▶ [Written instruction 1]:
In the audio spectrogram notebook, what total number of slices is extracted from all the training audio files?
▶ [Written instruction 2]:
Resume the audio spectrogram notebook after its final line of code.

▶ [Text provided]:
○ ○ ○ ○

In [9]:
import pandas as pd
import numpy as np
import librosa
import librosa.display
import matplotlib.pyplot as plt

train_df = pd.read_csv('data/train.csv')
train_df['duration'] = train_df['end'] - train_df['start']

In [10]:
def extract_slices(audio_file_path, labeled_segments):
    """
    Extract spectrogram slices from an audio file based on labeled segments.
    
    Parameters:
    - audio_file_path: Path to the audio file.
    - labeled_segments: DataFrame containing start, end times and labels for segments.
    
    Returns:
    - slices_list: List of extracted spectrogram slices.
    - labels_list: List of labels corresponding to the slices.
    """
    y, sr = librosa.load(audio_file_path, sr=None)
    D = librosa.amplitude_to_db(np.abs(librosa.stft(y)), ref=np.max)
    
    slices_list = []
    labels_list = []
    
    for _, row in labeled_segments.iterrows():
        start_time = row['start']
        end_time = row['end']
        start_sample = librosa.time_to_frames(start_time, sr=sr)
        end_sample = librosa.time_to_frames(end_time, sr=sr)
        slice_ = D[:, start_sample:end_sample]
        slices_list.append(slice_)
        labels_list.append(row['class'])
    
    return slices_list, labels_list

# Test the function with one of the training audio files
sample_slices, sample_labels = extract_slices('data/train/nips4b_train001.wav', train_df[train_df['filename'] == 'nips4b_train001.wav'])
len(sample_slices), len(sample_labels)

(21, 21)

In [11]:
import os

# Path to the training audio folder
train_audio_folder = 'data/train/'

all_slices = []
all_labels = []

# Loop through all training audio files in the folder and extract slices
for audio_file in os.listdir(train_audio_folder):
    full_path = os.path.join(train_audio_folder, audio_file)
    filename = audio_file
    labeled_segments = train_df[train_df['filename'] == filename]
    slices, labels = extract_slices(full_path, labeled_segments)
    all_slices.extend(slices)
    all_labels.extend(labels)

len(all_slices), len(all_labels)


(4588, 4588)

In [12]:
# Resize and normalize

from sklearn.preprocessing import LabelEncoder
from sklearn.model_selection import train_test_split

# Determine the shape of the largest slice for resizing
max_length = max(slice_.shape[1] for slice_ in all_slices)
uniform_shape = (all_slices[0].shape[0], max_length)

# Resize and normalize slices
prepared_slices = [np.pad(slice_, ((0, 0), (0, max_length - slice_.shape[1])), mode='constant') for slice_ in all_slices]
prepared_slices = [(slice_ - np.min(slice_)) / (np.max(slice_) - np.min(slice_)) for slice_ in prepared_slices]

# Label encoding
label_encoder = LabelEncoder()
encoded_labels = label_encoder.fit_transform(all_labels)

# Split data into training and validation sets
X_train, X_val, y_train, y_val = train_test_split(prepared_slices, encoded_labels, test_size=0.2, random_state=42)

○ ○ ○ ○

▶ [Data records]:
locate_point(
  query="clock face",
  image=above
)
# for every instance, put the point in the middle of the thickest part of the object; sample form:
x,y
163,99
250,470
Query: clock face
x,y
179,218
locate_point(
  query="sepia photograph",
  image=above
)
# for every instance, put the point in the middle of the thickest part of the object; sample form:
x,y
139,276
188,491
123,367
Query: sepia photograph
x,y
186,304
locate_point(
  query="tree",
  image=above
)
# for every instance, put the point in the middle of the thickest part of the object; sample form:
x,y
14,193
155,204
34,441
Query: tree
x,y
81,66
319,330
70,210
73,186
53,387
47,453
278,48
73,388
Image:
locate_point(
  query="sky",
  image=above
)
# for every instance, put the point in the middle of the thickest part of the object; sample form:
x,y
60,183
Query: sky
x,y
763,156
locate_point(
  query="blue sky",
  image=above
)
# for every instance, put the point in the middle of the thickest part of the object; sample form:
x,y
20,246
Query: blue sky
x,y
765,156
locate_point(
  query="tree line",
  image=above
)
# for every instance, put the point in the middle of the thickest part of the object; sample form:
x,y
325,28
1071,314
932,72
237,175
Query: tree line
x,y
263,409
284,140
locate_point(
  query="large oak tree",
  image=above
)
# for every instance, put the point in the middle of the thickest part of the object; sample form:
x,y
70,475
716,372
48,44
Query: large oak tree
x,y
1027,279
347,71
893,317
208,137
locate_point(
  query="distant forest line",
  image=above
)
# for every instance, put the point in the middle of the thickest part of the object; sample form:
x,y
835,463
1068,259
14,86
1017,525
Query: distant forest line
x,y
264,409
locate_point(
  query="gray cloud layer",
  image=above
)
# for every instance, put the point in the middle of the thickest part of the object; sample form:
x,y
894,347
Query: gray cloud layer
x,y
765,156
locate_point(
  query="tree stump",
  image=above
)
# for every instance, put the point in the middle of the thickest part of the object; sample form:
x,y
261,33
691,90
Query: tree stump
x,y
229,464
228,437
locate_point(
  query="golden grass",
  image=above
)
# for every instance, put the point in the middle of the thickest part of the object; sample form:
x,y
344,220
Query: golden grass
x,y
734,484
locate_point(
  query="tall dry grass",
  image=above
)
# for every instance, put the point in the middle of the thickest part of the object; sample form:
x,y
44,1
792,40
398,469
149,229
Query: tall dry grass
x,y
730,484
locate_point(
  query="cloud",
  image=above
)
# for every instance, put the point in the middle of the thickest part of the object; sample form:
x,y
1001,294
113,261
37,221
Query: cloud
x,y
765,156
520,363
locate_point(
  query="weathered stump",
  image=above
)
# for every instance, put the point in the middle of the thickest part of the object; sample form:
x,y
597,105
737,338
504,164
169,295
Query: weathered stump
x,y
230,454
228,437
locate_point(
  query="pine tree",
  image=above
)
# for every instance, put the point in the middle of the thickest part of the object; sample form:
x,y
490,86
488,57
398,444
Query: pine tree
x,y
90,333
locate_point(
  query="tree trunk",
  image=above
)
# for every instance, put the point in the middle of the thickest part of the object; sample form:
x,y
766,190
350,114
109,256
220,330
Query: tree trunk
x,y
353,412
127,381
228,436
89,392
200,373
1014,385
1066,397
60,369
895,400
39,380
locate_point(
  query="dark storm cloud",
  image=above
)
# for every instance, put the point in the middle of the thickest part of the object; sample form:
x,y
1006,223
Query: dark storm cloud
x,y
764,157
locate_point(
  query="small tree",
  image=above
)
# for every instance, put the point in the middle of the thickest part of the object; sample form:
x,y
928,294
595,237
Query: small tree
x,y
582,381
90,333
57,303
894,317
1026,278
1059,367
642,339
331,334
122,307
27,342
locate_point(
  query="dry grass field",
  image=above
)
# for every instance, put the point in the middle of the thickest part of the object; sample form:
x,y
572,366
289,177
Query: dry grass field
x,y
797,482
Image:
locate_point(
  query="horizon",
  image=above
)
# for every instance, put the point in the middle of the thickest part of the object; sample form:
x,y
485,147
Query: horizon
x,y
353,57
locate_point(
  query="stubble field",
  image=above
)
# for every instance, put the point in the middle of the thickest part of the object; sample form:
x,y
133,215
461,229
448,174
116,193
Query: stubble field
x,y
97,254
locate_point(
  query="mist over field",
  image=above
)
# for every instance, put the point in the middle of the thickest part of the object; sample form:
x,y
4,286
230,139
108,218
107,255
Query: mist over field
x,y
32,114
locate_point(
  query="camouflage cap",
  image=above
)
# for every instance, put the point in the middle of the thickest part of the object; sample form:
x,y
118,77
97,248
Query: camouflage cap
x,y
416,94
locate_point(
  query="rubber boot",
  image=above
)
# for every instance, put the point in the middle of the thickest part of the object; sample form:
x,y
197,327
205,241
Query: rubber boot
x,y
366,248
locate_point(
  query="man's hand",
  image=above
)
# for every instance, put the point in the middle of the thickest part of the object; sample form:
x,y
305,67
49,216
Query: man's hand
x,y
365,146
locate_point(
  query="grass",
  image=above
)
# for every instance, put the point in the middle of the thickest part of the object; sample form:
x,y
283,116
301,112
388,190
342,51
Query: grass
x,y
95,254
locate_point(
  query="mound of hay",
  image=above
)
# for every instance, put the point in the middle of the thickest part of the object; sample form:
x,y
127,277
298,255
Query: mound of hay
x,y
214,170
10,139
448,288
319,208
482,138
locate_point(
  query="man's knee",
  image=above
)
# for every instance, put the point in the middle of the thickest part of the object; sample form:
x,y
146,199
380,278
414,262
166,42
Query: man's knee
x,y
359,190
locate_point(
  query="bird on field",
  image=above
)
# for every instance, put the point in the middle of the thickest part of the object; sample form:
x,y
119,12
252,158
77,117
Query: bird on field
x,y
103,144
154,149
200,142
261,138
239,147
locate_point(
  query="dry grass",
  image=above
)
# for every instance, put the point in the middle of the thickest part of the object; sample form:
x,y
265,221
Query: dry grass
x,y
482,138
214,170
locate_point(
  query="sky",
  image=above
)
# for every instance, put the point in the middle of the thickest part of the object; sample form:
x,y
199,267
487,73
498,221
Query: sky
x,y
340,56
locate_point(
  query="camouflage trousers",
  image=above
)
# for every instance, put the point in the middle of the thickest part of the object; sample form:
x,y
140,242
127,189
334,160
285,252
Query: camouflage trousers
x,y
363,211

○ ○ ○ ○

▶ [Task response 1]:
4588

▶ [Task response 2]:
len(X_train), len(X_val)

  prepared_slices = [(slice_ - np.min(slice_)) / (np.max(slice_) - np.min(slice_)) for slice_ in prepared_slices]


(3670, 918)

In [13]:
# Get the shape of one of the prepared slices
slice_shape = prepared_slices[5].shape
slice_shape

(1025, 431)

In [14]:
import torch
import torch.nn as nn
import torch.nn.functional as F

class BirdSongNet(nn.Module):
    def __init__(self, num_classes=89, input_shape=(1025, 231)):
        super(BirdSongNet, self).__init__()
        
        # Compute the size after pooling operations
        self.feature_size = input_shape[0] // 4 * input_shape[1] // 4 * 32  # Divided by 4 due to two pooling layers
        
        # Convolutional Layer 1
        self.conv1 = nn.Conv2d(1, 16, kernel_size=3, stride=1, padding=1)
        
        # Convolutional Layer 2
        self.conv2 = nn.Conv2d(16, 32, kernel_size=3, stride=1, padding=1)
        
        # Fully Connected Layer 1
        self.fc1 = nn.Linear(self.feature_size, 128)
        
        # Fully Connected Layer 2 (Output Layer)
        self.fc2 = nn.Linear(128, num_classes)
    
    def forward(self, x):
        # Convolutional Layer 1 + ReLU + Max Pooling
        x = F.relu(self.conv1(x))
        x = F.max_pool2d(x, 2)
        
        # Convolutional Layer 2 + ReLU + Max Pooling
        x = F.relu(self.conv2(x))
        x = F.max_pool2d(x, 2)
        
        # Flatten
        x = x.view(x.size(0), -1)
        
        # Fully Connected Layer 1 + ReLU
        x = F.relu(self.fc1(x))
        
        # Fully Connected Layer 2 + Sigmoid
        x = torch.sigmoid(self.fc2(x))
        
        return x


# Instantiate the model
model = BirdSongNet(num_classes=89, input_shape=(1025, 231))

# Loss and optimizer
criterion = nn.BCELoss()
optimizer = torch.optim.Adam(model.parameters(), lr=0.001)

print(model)

BirdSongNet(
  (conv1): Conv2d(1, 16, kernel_size=(3, 3), stride=(1, 1), padding=(1, 1))
  (conv2): Conv2d(16, 32, kernel_size=(3, 3), stride=(1, 1), padding=(1, 1))
  (fc1): Linear(in_features=473088, out_features=128, bias=True)
  (fc2): Linear(in_features=128, out_features=89, bias=True)
)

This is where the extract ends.